Selected excerpt:
Between Sarah and her brother Thomas, six years her senior, an early friendship was formed, which was ever a source of gratification to both, and which continued without a break until his death. To the influence of his high, strong nature she attributed to a great extent her early tendency to think and reason upon subjects much beyond her age. Until she was twelve years old, a great deal of her time was passed in study with this brother, her bright, active mind eagerly reaching after the kind of knowledge which in those days was considered food too strong for the intellect of a girl. She begged hard to be permitted to study Latin, and began to do so in private, but her parents, and even her brother, discouraged this, and she reluctantly gave it up.

Given instruction 1:
Reproduce the records from their first line through the line containing "[425,248,590,296]", including both ends.
The text and the records have no connection to each other.

Coordinate annotation records
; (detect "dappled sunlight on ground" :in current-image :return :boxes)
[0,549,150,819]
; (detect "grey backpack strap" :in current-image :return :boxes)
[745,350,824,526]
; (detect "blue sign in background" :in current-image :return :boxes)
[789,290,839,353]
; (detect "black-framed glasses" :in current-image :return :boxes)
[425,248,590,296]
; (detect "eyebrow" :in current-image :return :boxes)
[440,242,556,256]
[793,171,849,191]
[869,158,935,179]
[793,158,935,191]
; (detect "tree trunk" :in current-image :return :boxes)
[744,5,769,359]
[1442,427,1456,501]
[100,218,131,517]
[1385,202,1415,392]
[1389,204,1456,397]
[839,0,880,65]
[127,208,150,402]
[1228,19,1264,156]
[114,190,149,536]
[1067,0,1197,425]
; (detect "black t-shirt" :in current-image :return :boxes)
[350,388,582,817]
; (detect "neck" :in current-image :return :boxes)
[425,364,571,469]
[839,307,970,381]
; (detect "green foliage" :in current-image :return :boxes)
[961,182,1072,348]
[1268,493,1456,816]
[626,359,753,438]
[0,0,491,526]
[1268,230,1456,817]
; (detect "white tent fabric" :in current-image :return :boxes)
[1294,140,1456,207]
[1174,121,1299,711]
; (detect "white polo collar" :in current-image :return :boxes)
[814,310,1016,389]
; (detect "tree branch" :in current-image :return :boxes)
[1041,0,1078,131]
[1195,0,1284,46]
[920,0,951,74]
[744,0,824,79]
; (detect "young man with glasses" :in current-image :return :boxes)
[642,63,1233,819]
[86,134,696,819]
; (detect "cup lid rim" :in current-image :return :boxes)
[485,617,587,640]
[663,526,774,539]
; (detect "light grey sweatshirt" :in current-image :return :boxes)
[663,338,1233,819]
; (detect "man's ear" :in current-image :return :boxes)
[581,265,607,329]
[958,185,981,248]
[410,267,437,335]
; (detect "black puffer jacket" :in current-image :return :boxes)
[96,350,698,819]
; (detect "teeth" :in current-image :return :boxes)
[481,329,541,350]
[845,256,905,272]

Given instruction 2:
In the passage about Sarah and her brother Thomas, list every adjective used to describe Thomas's nature or Sarah's mind.

Exercise result 1:
; (detect "dappled sunlight on ground" :in current-image :return :boxes)
[0,549,150,819]
; (detect "grey backpack strap" :in current-image :return :boxes)
[745,350,824,526]
; (detect "blue sign in background" :in current-image :return :boxes)
[789,290,839,353]
; (detect "black-framed glasses" :in current-image :return :boxes)
[425,248,590,296]

Exercise result 2:
high, strong (Thomas's nature); bright, active (Sarah's mind)